SUPPLIED TEXT
====================
When training the model, I used tensorflow's implementation of an ADAM optimizer. The main benifit with ADAM over a simple gradient descent algorithm is that it uses a moving average of all parameters (momentum) to scale the effective step size which means less tuning of the initial learning rate is needed.

The model is trained in batches and repeated for a number of epochs. The number of epochs needed was determined experimentally. I stop training the model right before the validation accuracy begins to decrease due to overfitting.

I found that one of the most influential hyper-parameters was the learning rate. Increasing the number of free parameters in the model required decreasing the learning rate to preform well. A learning rate that was too high would fail to converge.

Question 5

What approach did you take in coming up with a solution to this problem? It may have been a process of trial and error, in which case, outline the steps you took to get to the final solution and why you chose those steps. Perhaps your solution involved an already well known implementation or architecture. In this case, discuss why you think this is suitable for the current problem.
====================
RECORDS
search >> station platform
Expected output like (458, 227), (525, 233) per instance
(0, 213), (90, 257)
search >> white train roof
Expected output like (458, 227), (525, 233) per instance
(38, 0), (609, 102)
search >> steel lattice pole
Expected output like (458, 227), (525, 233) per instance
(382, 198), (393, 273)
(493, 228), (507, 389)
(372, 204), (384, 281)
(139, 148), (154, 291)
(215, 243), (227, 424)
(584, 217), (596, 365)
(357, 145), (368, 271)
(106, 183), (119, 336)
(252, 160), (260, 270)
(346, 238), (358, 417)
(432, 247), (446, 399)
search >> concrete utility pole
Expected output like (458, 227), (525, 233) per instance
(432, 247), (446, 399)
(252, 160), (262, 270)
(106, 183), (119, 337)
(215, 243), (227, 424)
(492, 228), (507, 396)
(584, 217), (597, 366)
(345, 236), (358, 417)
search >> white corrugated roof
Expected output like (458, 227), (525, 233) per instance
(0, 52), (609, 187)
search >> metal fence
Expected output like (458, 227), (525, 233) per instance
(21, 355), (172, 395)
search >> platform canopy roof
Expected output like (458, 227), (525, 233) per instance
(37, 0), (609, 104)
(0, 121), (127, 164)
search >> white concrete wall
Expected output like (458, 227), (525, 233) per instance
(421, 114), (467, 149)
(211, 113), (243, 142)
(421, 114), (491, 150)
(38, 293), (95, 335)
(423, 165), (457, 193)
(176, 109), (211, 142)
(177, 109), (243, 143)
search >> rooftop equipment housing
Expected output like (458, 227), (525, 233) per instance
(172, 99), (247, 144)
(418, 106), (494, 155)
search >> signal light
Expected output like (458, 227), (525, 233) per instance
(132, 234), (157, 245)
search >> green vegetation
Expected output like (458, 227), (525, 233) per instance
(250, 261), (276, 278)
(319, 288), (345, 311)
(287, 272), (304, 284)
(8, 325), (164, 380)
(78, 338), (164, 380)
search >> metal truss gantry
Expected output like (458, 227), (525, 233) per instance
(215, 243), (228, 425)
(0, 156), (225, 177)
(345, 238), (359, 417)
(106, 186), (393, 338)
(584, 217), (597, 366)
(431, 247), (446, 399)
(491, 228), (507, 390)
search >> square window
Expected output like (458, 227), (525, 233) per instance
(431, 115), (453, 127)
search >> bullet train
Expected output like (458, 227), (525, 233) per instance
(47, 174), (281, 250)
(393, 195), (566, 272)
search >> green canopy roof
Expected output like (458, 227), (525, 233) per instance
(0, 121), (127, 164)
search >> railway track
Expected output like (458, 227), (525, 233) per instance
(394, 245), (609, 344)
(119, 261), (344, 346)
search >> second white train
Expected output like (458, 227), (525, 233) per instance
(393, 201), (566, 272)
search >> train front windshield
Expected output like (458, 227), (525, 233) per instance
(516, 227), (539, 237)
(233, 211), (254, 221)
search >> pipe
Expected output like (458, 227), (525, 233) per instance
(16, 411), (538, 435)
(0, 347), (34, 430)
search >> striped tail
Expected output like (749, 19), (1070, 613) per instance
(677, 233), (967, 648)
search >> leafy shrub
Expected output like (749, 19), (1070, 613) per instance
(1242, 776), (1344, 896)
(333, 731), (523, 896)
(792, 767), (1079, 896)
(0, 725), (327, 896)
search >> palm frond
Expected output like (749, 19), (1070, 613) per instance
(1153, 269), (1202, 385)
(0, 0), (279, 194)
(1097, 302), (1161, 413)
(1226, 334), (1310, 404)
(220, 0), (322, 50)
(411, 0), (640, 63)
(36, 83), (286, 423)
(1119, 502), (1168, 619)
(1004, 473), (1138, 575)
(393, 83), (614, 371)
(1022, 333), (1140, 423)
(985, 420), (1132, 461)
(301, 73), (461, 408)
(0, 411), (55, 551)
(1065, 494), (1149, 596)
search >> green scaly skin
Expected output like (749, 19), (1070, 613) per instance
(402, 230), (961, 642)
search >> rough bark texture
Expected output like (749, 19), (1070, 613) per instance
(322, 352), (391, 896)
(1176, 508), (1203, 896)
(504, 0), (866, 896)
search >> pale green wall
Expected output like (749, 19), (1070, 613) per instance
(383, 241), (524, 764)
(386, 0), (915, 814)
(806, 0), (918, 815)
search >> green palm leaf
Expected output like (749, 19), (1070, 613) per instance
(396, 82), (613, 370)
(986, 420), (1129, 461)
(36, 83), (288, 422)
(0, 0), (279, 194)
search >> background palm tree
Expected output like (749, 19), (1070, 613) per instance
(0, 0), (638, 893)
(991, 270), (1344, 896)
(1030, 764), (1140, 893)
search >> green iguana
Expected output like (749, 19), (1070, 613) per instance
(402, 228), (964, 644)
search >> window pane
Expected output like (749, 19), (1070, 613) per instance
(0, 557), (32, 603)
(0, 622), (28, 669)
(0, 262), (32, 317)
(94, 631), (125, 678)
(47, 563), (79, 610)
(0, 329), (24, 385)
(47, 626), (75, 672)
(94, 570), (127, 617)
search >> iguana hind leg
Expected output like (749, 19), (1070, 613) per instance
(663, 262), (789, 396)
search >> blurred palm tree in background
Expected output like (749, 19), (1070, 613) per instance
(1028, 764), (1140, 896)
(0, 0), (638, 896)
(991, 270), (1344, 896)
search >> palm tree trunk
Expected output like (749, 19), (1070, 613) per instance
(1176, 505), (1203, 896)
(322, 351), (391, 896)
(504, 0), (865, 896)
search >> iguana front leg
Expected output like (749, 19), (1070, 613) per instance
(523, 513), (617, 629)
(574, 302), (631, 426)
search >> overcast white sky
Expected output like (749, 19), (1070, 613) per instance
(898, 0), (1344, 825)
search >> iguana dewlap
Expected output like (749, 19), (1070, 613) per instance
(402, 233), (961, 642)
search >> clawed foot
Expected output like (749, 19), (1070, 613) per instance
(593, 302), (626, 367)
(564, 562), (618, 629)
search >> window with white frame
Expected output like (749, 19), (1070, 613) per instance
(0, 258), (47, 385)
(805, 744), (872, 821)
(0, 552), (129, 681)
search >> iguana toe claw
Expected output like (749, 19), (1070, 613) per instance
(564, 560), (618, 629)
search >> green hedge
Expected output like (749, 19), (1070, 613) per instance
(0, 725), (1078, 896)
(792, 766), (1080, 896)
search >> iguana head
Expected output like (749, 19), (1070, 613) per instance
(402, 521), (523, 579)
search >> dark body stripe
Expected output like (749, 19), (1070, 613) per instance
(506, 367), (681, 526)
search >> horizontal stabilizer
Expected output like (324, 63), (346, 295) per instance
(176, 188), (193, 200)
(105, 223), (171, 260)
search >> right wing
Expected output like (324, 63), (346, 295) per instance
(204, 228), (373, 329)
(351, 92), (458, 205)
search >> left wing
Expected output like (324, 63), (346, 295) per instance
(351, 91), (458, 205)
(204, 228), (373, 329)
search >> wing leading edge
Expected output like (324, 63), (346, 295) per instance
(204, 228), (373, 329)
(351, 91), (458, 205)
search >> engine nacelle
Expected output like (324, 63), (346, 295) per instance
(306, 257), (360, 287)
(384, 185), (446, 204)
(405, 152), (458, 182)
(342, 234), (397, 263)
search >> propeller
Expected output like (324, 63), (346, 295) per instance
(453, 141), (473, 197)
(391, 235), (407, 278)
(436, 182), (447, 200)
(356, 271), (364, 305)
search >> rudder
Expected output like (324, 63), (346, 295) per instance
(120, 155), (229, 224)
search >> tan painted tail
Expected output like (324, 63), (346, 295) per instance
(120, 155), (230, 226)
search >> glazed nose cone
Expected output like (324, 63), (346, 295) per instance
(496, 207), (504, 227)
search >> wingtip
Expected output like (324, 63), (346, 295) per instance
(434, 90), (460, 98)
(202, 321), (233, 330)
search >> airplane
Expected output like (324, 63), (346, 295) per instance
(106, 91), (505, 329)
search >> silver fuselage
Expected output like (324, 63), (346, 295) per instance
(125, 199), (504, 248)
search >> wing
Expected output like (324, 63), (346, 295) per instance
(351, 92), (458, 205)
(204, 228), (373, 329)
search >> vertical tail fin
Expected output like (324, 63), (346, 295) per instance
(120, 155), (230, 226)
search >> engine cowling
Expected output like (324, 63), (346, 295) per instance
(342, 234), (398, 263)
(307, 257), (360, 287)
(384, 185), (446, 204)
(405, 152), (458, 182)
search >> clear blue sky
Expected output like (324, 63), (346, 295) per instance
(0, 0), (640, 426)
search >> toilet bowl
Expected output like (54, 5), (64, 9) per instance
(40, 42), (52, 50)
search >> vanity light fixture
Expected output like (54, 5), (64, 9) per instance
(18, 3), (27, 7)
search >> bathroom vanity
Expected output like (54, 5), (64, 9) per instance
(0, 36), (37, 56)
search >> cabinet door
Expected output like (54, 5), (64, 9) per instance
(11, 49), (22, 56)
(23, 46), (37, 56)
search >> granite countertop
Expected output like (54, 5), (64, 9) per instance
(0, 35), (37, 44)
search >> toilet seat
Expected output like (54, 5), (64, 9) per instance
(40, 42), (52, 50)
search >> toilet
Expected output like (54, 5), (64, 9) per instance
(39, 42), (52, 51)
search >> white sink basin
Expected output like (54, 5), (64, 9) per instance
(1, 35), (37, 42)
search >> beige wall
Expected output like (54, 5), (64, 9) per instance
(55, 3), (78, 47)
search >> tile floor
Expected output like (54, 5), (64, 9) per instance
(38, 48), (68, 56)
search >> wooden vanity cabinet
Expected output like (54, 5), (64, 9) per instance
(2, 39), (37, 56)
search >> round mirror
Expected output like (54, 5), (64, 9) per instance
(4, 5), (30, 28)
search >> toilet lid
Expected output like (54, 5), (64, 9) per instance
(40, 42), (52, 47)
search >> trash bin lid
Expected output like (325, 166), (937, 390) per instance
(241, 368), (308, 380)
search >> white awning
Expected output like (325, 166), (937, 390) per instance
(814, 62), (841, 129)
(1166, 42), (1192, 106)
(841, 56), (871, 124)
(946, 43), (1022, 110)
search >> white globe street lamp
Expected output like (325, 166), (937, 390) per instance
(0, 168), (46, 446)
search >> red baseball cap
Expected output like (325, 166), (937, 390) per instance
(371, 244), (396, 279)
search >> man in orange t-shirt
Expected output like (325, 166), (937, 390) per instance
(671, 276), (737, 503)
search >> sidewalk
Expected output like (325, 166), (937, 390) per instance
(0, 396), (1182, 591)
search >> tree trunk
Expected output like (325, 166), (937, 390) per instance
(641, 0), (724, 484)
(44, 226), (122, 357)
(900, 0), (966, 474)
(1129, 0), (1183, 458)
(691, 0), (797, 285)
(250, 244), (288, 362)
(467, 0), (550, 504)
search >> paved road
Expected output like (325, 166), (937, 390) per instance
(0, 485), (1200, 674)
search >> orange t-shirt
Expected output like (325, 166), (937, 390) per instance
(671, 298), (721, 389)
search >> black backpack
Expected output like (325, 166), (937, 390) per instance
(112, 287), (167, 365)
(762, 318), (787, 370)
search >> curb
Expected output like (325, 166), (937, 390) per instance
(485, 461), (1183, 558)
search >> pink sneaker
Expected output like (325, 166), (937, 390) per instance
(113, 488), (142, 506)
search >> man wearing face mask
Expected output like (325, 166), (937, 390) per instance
====================
PARTS OF THE EXERCISE
• 1. Quote the stretch from "The model is" through "fail to converge." in the text on training the model, word for word.
• 2. In the entries, switch "iguana" to "lizard" in the stretch from the line containing "search >> palm tree trunk" through the line containing "(342, 234), (397, 263)". Return only those lines, with nothing else altered.

RESPONSES
• 1.
The model is trained in batches and repeated for a number of epochs. The number of epochs needed was determined experimentally. I stop training the model right before the validation accuracy begins to decrease due to overfitting.

I found that one of the most influential hyper-parameters was the learning rate. Increasing the number of free parameters in the model required decreasing the learning rate to preform well. A learning rate that was too high would fail to converge.

• 2.
search >> palm tree trunk
Expected output like (749, 19), (1070, 613) per instance
(1176, 505), (1203, 896)
(322, 351), (391, 896)
(504, 0), (865, 896)
search >> lizard front leg
Expected output like (749, 19), (1070, 613) per instance
(523, 513), (617, 629)
(574, 302), (631, 426)
search >> overcast white sky
Expected output like (749, 19), (1070, 613) per instance
(898, 0), (1344, 825)
search >> lizard dewlap
Expected output like (749, 19), (1070, 613) per instance
(402, 233), (961, 642)
search >> clawed foot
Expected output like (749, 19), (1070, 613) per instance
(593, 302), (626, 367)
(564, 562), (618, 629)
search >> window with white frame
Expected output like (749, 19), (1070, 613) per instance
(0, 258), (47, 385)
(805, 744), (872, 821)
(0, 552), (129, 681)
search >> lizard toe claw
Expected output like (749, 19), (1070, 613) per instance
(564, 560), (618, 629)
search >> green hedge
Expected output like (749, 19), (1070, 613) per instance
(0, 725), (1078, 896)
(792, 766), (1080, 896)
search >> lizard head
Expected output like (749, 19), (1070, 613) per instance
(402, 521), (523, 579)
search >> dark body stripe
Expected output like (749, 19), (1070, 613) per instance
(506, 367), (681, 526)
search >> horizontal stabilizer
Expected output like (324, 63), (346, 295) per instance
(176, 188), (193, 200)
(105, 223), (171, 260)
search >> right wing
Expected output like (324, 63), (346, 295) per instance
(204, 228), (373, 329)
(351, 92), (458, 205)
search >> left wing
Expected output like (324, 63), (346, 295) per instance
(351, 91), (458, 205)
(204, 228), (373, 329)
search >> wing leading edge
Expected output like (324, 63), (346, 295) per instance
(204, 228), (373, 329)
(351, 91), (458, 205)
search >> engine nacelle
Expected output like (324, 63), (346, 295) per instance
(306, 257), (360, 287)
(384, 185), (446, 204)
(405, 152), (458, 182)
(342, 234), (397, 263)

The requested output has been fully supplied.